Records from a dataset
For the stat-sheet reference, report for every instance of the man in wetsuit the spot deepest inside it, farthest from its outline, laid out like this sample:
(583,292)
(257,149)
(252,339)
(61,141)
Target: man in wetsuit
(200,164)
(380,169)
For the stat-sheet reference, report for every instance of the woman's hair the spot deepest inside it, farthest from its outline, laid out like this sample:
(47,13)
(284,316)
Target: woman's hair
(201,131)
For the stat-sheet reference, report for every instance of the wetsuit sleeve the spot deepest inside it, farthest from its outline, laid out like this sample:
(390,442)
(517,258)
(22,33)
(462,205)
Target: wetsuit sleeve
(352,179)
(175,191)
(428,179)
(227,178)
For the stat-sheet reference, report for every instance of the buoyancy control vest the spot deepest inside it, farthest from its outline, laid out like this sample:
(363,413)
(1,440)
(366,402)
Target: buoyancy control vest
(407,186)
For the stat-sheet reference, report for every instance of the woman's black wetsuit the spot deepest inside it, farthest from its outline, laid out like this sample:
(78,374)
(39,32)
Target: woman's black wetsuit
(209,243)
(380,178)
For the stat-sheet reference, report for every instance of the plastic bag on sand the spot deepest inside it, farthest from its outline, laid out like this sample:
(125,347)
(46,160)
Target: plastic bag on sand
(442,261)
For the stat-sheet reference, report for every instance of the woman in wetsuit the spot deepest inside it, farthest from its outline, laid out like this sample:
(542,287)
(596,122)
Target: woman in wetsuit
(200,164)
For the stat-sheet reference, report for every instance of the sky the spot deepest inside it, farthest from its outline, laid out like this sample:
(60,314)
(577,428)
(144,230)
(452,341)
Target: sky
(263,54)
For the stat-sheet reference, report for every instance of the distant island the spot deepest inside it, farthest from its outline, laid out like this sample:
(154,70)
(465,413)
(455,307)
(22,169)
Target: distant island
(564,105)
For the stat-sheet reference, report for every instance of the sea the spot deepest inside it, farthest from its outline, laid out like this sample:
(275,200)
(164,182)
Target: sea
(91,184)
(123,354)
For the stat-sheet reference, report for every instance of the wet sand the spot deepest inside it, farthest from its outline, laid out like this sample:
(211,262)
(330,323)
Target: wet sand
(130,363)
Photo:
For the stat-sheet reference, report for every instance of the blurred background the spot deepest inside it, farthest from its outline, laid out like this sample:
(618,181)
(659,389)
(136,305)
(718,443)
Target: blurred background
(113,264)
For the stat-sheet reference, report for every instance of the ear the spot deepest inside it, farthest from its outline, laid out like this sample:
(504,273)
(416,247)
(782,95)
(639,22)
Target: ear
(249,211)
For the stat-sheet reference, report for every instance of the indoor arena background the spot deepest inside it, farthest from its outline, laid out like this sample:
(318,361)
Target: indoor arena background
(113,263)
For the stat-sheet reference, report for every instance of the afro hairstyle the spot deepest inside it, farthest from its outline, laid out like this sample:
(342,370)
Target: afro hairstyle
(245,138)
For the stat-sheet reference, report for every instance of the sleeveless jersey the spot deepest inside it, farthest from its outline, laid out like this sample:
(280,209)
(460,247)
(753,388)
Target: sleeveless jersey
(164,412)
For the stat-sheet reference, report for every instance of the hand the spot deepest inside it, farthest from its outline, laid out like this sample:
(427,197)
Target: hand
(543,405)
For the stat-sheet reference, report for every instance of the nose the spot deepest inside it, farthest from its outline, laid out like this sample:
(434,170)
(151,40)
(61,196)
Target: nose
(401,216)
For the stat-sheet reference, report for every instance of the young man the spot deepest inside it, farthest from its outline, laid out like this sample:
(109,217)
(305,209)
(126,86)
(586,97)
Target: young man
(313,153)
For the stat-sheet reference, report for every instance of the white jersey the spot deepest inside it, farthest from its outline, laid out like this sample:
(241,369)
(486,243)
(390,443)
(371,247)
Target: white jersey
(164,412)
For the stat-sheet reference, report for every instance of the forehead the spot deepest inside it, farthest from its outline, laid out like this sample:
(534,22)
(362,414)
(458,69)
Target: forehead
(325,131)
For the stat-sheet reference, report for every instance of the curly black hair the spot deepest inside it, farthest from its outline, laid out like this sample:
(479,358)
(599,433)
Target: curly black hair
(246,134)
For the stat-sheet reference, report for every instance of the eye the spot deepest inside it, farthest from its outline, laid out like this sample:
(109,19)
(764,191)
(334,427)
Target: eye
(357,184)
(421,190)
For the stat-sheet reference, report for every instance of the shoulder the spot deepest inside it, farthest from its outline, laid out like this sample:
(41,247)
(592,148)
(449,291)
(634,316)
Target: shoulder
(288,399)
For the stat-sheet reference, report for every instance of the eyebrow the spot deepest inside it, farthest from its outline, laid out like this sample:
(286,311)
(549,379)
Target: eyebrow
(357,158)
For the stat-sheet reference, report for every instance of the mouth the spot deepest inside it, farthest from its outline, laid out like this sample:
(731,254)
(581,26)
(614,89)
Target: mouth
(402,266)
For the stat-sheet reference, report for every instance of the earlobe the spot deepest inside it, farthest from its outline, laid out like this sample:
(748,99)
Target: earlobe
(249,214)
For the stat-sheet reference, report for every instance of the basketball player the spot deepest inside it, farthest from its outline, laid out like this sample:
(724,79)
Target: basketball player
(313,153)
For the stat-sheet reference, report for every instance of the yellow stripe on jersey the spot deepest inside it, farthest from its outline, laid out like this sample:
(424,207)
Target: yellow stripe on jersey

* **THE TASK**:
Return every record in full, word for word.

* **ANSWER TO THE PROBLEM**:
For the stat-sheet reference, report for every instance of the man in wetsuit the spot deepest inside it, farthest from its outline, laid out like this sample:
(583,292)
(257,149)
(252,339)
(61,141)
Target: man in wetsuit
(200,164)
(380,169)
For the stat-sheet reference, report for every instance of the woman's hair the spot deepest inside it, farthest from its outline, laid out like this sample:
(47,13)
(284,316)
Target: woman's hair
(201,131)
For the stat-sheet reference, report for every instance of the wetsuit sleeve the spot deepest inside it, farthest from its outline, laid out like this sample:
(390,442)
(517,258)
(22,33)
(462,205)
Target: wetsuit sleeve
(352,179)
(175,191)
(428,179)
(227,178)
For the stat-sheet reference, report for every instance of the buoyancy control vest the spot deepest inside it, farthest from its outline, laid out like this sample:
(363,413)
(1,440)
(366,402)
Target: buoyancy control vest
(407,186)
For the stat-sheet reference, report for every instance of the woman's black wetsuit the spot deepest inside it, farthest from its outline, laid out like this sample:
(78,374)
(39,32)
Target: woman's black wetsuit
(209,243)
(380,178)
For the stat-sheet reference, report for every instance of the plastic bag on sand the spot deepest inside it, farthest from its outline, laid out like this sample:
(125,347)
(46,160)
Target: plastic bag on sand
(442,261)
For the stat-sheet reference, report for every instance of the woman in wetsuit the spot deepest inside it, farthest from its outline, laid out like this sample:
(542,287)
(596,122)
Target: woman in wetsuit
(200,164)
For the stat-sheet reference, report for every instance of the sky the spot deepest inside it, farthest from its outline, laid out like this sample:
(60,314)
(577,428)
(144,230)
(452,341)
Target: sky
(263,54)
For the stat-sheet reference, report for every instance of the distant island the spot deepest inside it, farthest from its outline, laid out like this sample:
(154,70)
(465,413)
(455,307)
(22,169)
Target: distant island
(564,105)
For the stat-sheet reference, report for every instance of the sea the spot deepest inside it, farthest from its outline, laid out like this sample:
(275,200)
(164,182)
Target: sea
(91,184)
(123,354)
For the stat-sheet reference, report for every instance of the wet sand the spot deepest inside it, farthest from its outline, laid out like this sample:
(211,262)
(330,323)
Target: wet sand
(130,363)
Photo:
For the stat-sheet reference, report for every instance of the blurred background the spot deepest inside it, farthest from its outline, laid out like this sample:
(618,181)
(659,389)
(136,305)
(718,443)
Target: blurred background
(113,264)
For the stat-sheet reference, report for every instance of the ear the spot deepest inside it, farthest from its outline, laid out like this sample:
(504,273)
(416,247)
(782,95)
(639,22)
Target: ear
(249,211)
For the stat-sheet reference, report for every instance of the indoor arena background the spot deepest inside it, farthest from its outline, laid out like this sample:
(318,361)
Target: indoor arena background
(113,263)
For the stat-sheet reference, report for every instance of the afro hairstyle the spot deepest inside it, farthest from its outline, laid out like this sample:
(342,370)
Target: afro hairstyle
(245,138)
For the stat-sheet reference, report for every instance of the sleeveless jersey the spot deepest inside it, farthest from its outline, laid out like this sample:
(280,209)
(460,247)
(753,388)
Target: sleeveless jersey
(164,412)
For the stat-sheet reference, report for every instance of the hand the spot deepest inside it, farthest from its outline, laid out like this sample:
(427,197)
Target: hand
(543,405)
For the stat-sheet reference, report for every instance of the nose the spot deepest inside it, farthest from its outline, laid out like this sample:
(434,170)
(151,40)
(61,196)
Target: nose
(401,216)
For the stat-sheet reference, report for every instance of the young man the spot deepest inside it, farthest from its outline, laid out like this sample:
(109,217)
(305,209)
(126,86)
(586,97)
Target: young man
(313,153)
For the stat-sheet reference, report for every instance of the white jersey the spot deepest inside it, farthest from its outline, laid out like this sample:
(241,369)
(486,243)
(390,443)
(371,247)
Target: white jersey
(164,412)
For the stat-sheet reference, report for every instance of the forehead the spot deepest inside it, farthest from its outline, laid out like this sample:
(534,22)
(362,414)
(458,69)
Target: forehead
(325,131)
For the stat-sheet reference, report for every instance of the curly black hair the spot deepest inside it, farthest from its outline, laid out like this sample:
(479,358)
(599,433)
Target: curly black hair
(246,134)
For the stat-sheet reference, report for every instance of the eye the spot deepest inside it, farthest from its outline, laid out like this sample:
(109,19)
(764,191)
(334,427)
Target: eye
(357,184)
(421,190)
For the stat-sheet reference, report for every instance of the shoulder the spot deepest inside it, farthest from its outline, laid out like this sample:
(41,247)
(592,148)
(449,291)
(634,316)
Target: shoulder
(288,399)
For the stat-sheet reference, report for every instance of the eyebrow the spot deepest inside it, farthest from its outline, laid out like this sample:
(286,311)
(549,379)
Target: eyebrow
(357,158)
For the stat-sheet reference, report for every instance of the mouth the spot deepest inside it, farthest from its outline, laid out like this sample:
(731,254)
(581,26)
(614,89)
Target: mouth
(402,266)
For the stat-sheet reference, report for every instance of the earlobe the spot deepest inside it, farthest from its outline, laid out like this sample:
(748,99)
Target: earlobe
(249,214)
For the stat-sheet reference, report for every instance of the basketball player the spot deepest inside it, farthest from its outline, laid out like this sample:
(724,79)
Target: basketball player
(313,153)
For the stat-sheet reference, report for every instance of the yellow stripe on jersey the spot deepest inside it, farthest from its outline, laid out like this sample:
(424,207)
Target: yellow stripe on jersey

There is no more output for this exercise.